* Exercise instructions: All entries below are to be set down again, identical to the source.

* Material shown:
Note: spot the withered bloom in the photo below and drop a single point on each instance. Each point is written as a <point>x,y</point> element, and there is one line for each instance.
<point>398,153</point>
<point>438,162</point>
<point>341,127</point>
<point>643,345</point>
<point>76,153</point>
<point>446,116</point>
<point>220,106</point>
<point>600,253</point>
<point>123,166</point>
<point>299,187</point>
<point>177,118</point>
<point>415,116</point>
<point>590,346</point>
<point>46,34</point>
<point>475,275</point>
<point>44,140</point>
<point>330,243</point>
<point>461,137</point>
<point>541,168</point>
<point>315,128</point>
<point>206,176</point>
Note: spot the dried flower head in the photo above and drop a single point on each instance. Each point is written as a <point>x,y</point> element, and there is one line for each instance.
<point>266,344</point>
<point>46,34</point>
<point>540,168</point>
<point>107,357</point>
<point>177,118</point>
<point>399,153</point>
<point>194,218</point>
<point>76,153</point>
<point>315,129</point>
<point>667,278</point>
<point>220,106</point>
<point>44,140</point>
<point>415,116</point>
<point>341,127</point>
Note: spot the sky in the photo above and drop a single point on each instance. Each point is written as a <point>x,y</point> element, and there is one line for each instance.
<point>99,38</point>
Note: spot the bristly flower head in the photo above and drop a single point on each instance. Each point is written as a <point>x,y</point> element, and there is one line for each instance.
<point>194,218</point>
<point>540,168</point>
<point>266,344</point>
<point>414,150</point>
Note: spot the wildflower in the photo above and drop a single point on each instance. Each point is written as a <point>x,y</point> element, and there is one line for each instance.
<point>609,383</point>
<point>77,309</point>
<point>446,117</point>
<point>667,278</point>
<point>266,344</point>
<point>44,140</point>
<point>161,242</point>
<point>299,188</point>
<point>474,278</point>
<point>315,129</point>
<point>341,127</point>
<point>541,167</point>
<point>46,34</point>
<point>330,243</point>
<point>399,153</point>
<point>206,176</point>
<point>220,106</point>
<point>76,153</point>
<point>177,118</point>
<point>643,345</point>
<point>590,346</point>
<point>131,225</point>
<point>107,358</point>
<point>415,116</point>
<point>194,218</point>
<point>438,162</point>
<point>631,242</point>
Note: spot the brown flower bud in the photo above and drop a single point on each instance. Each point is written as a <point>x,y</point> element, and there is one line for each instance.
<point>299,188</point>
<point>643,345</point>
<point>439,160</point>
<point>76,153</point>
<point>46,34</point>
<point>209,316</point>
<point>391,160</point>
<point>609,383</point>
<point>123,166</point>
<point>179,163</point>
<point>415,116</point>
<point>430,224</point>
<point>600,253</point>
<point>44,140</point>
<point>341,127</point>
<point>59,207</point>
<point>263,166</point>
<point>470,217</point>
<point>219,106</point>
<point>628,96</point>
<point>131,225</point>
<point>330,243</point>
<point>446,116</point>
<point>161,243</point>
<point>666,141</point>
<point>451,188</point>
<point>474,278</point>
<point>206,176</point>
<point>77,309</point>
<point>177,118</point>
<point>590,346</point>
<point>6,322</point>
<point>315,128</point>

* Correct answer:
Note: spot the withered bloom in the photo below and drop a single point on each instance. Each point is written as a <point>x,y</point> element, and there is one line for each instance.
<point>398,153</point>
<point>438,162</point>
<point>341,127</point>
<point>643,345</point>
<point>76,153</point>
<point>446,116</point>
<point>220,106</point>
<point>600,253</point>
<point>123,166</point>
<point>299,187</point>
<point>177,118</point>
<point>415,116</point>
<point>590,346</point>
<point>46,34</point>
<point>475,275</point>
<point>44,140</point>
<point>330,243</point>
<point>461,137</point>
<point>541,168</point>
<point>315,128</point>
<point>206,176</point>
Note: spot the dried flower head in the photo above and drop a single point on each instance. Each point is written as a <point>x,y</point> element, and there is one line for each instance.
<point>266,344</point>
<point>46,34</point>
<point>540,168</point>
<point>107,357</point>
<point>177,118</point>
<point>399,153</point>
<point>194,218</point>
<point>76,153</point>
<point>315,129</point>
<point>667,278</point>
<point>220,106</point>
<point>44,140</point>
<point>415,116</point>
<point>341,127</point>
Note: spot the sky in the photo above and drop a single point on each instance. Each point is written as a <point>x,y</point> element, and there is one line for each instance.
<point>99,38</point>
Note: spot the bristly flower head in the photo above and drop a single point on each instance. Each point is written as a <point>x,y</point> element, and there is one line for each instance.
<point>194,218</point>
<point>540,168</point>
<point>266,344</point>
<point>414,150</point>
Note: spot the wildflower in the photo above and drop a single point on each instance. Each point is written as a <point>x,y</point> element, and there is one line for each instance.
<point>609,383</point>
<point>77,309</point>
<point>446,117</point>
<point>667,278</point>
<point>266,344</point>
<point>44,140</point>
<point>161,242</point>
<point>299,188</point>
<point>474,278</point>
<point>315,129</point>
<point>341,127</point>
<point>541,167</point>
<point>46,34</point>
<point>330,243</point>
<point>399,153</point>
<point>206,176</point>
<point>220,106</point>
<point>76,153</point>
<point>177,118</point>
<point>643,345</point>
<point>590,346</point>
<point>131,225</point>
<point>107,358</point>
<point>415,116</point>
<point>194,218</point>
<point>438,162</point>
<point>631,242</point>
Note: spot the brown flower bud in the photo above and drop a single point on each instance. Each point is written as a <point>x,y</point> element, and there is one line for each instance.
<point>299,188</point>
<point>643,345</point>
<point>439,160</point>
<point>76,153</point>
<point>46,34</point>
<point>209,316</point>
<point>391,160</point>
<point>609,383</point>
<point>123,166</point>
<point>179,163</point>
<point>415,116</point>
<point>430,224</point>
<point>600,253</point>
<point>44,140</point>
<point>341,127</point>
<point>59,207</point>
<point>263,166</point>
<point>470,217</point>
<point>219,106</point>
<point>628,96</point>
<point>131,225</point>
<point>330,243</point>
<point>446,116</point>
<point>161,243</point>
<point>666,141</point>
<point>451,188</point>
<point>474,278</point>
<point>206,176</point>
<point>77,309</point>
<point>177,118</point>
<point>590,346</point>
<point>6,322</point>
<point>315,128</point>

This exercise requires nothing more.